Format the lines of the entries below as a numbered list, from the line containing "Would you please place a dot on the child's arm" down to the line containing "point(79, 427)", both included. Leave out any blank lines.
BEGIN Data to use
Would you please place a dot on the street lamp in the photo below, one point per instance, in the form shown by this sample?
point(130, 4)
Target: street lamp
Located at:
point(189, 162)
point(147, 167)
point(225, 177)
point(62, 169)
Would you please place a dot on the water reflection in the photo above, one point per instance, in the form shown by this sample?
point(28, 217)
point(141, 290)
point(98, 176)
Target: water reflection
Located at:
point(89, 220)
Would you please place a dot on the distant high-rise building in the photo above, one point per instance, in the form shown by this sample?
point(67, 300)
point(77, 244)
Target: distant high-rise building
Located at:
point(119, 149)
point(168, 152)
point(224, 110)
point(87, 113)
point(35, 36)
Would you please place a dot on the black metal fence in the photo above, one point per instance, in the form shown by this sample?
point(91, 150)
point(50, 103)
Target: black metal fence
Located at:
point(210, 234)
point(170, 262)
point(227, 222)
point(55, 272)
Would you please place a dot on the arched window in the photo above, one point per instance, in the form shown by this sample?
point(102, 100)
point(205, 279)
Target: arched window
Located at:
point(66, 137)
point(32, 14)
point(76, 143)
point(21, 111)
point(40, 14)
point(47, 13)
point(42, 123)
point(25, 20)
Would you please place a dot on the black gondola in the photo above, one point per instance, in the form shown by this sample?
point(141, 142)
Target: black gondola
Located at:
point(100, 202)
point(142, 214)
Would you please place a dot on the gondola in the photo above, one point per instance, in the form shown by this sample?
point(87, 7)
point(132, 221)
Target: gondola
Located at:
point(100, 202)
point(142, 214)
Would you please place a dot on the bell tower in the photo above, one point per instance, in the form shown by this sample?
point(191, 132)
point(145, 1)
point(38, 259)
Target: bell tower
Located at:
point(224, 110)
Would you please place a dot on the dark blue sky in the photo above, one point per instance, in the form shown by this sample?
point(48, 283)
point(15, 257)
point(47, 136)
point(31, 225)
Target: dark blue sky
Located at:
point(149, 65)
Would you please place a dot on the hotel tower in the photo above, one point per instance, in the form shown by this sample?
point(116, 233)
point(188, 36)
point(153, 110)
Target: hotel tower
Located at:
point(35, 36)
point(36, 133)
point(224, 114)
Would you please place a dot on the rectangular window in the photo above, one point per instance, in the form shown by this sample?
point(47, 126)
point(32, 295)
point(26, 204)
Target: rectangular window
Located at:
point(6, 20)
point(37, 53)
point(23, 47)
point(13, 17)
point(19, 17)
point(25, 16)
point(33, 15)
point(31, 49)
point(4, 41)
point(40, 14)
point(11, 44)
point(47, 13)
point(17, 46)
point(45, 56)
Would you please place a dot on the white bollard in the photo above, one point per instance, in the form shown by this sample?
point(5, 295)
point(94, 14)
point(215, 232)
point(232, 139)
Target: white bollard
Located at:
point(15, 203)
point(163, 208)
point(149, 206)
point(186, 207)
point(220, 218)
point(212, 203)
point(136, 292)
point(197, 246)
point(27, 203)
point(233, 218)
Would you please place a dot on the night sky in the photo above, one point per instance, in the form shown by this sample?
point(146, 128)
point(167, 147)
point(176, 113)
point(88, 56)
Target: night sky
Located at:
END Data to use
BEGIN Data to use
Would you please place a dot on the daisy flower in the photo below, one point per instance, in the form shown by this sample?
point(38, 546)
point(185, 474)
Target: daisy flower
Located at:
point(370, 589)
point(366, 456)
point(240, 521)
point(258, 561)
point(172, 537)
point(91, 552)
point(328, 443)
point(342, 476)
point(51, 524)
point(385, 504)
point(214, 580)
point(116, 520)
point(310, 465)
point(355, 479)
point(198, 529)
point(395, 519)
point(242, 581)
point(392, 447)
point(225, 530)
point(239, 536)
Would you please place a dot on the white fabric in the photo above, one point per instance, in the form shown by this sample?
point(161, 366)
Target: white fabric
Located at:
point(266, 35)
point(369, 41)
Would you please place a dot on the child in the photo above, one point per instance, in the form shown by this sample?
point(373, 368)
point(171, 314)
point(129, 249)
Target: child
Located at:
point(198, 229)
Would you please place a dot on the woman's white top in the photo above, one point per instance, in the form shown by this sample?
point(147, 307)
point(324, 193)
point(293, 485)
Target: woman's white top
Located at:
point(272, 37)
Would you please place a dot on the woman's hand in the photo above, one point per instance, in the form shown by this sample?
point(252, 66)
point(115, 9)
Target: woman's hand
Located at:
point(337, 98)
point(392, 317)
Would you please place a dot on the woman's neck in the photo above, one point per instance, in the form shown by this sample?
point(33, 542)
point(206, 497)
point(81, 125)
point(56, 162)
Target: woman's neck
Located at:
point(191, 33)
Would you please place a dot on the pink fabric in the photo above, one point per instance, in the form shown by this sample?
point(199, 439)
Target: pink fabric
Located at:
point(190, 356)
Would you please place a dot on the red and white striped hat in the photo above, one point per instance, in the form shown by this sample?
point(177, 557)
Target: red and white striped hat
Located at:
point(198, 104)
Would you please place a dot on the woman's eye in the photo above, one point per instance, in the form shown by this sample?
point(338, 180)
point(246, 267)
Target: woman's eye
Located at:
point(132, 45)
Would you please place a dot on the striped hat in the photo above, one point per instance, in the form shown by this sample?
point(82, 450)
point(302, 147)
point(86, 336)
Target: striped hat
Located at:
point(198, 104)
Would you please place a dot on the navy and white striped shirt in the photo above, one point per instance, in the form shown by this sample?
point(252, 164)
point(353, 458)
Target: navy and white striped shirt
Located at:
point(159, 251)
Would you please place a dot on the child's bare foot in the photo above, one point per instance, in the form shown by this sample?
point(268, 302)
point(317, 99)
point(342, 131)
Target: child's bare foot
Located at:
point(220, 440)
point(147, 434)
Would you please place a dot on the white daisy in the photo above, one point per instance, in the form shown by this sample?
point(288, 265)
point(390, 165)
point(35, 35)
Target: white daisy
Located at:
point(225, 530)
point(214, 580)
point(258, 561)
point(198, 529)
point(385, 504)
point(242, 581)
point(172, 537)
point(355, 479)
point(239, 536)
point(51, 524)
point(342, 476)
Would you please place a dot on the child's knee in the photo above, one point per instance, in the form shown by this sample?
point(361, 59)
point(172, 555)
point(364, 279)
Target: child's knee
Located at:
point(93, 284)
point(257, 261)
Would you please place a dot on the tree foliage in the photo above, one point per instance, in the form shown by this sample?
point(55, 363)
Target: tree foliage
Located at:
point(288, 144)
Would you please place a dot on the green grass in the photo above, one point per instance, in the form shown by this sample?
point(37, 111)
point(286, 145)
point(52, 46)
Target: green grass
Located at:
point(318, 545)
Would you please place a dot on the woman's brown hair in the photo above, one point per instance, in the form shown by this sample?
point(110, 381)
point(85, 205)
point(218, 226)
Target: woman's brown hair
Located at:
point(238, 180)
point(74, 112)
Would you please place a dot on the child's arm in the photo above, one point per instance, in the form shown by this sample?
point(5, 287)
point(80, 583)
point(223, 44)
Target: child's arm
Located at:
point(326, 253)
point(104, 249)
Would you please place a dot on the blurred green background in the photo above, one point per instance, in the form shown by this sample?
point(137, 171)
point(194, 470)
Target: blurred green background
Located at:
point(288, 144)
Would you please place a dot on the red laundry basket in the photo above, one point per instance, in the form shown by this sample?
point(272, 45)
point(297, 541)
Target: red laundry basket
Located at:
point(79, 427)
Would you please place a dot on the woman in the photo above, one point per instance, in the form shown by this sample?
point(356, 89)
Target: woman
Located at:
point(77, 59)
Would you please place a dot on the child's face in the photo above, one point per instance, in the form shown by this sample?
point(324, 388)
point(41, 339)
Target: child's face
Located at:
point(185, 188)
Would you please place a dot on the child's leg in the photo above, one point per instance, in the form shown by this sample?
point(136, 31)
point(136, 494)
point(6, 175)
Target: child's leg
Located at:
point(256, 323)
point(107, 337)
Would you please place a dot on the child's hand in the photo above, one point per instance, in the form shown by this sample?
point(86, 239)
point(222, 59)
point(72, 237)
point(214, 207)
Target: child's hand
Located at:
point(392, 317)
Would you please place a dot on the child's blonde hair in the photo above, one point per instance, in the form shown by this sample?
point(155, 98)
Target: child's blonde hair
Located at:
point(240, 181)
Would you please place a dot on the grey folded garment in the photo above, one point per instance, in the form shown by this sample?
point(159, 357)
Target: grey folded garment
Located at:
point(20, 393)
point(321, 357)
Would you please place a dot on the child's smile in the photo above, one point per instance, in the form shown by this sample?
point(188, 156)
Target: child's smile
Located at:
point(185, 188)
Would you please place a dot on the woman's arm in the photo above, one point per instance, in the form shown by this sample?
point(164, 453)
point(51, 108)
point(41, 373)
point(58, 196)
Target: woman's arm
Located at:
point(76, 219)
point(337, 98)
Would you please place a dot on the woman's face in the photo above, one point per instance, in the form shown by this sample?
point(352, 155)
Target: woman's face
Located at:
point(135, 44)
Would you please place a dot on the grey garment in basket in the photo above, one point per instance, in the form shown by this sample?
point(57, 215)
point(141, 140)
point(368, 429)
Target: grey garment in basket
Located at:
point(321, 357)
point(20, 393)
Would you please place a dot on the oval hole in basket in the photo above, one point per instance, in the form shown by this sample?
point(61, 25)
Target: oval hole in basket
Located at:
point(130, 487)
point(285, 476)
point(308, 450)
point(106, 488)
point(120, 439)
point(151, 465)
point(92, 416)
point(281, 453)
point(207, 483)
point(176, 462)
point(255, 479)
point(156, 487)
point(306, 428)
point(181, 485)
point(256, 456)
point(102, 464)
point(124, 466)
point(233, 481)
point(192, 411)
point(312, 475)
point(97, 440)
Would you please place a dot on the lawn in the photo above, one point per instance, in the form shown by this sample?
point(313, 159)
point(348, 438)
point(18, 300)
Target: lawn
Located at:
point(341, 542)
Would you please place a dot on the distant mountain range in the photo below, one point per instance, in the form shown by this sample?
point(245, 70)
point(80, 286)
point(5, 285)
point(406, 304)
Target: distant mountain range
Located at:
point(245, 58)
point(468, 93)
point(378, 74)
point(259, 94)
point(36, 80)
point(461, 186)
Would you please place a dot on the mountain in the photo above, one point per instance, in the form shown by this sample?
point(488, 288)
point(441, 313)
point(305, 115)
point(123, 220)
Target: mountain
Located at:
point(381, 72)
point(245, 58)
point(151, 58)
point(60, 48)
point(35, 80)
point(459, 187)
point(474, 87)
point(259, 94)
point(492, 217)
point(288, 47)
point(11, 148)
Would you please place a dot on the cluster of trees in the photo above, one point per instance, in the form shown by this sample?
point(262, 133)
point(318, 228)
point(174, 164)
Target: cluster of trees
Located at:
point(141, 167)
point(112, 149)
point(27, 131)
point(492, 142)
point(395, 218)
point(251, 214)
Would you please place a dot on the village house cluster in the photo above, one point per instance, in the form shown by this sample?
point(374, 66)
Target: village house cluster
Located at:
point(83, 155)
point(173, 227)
END Data to use
Written solution:
1. Would you please place a dot on the child's arm in the photo above, one point per instance, in the form shown by this sample?
2. point(5, 287)
3. point(80, 583)
4. point(223, 44)
5. Target: child's arm
6. Located at:
7. point(326, 253)
8. point(104, 249)
9. Would you please place a dot on the blurred green background in the photo above, one point per instance, in the form shown by this sample?
10. point(137, 171)
11. point(194, 470)
12. Target: blurred green background
13. Located at:
14. point(288, 144)
15. Would you please place a dot on the red laundry basket in the photo above, one point per instance, in the form shown by this sample?
16. point(272, 45)
17. point(297, 541)
18. Target: red laundry basket
19. Located at:
20. point(79, 427)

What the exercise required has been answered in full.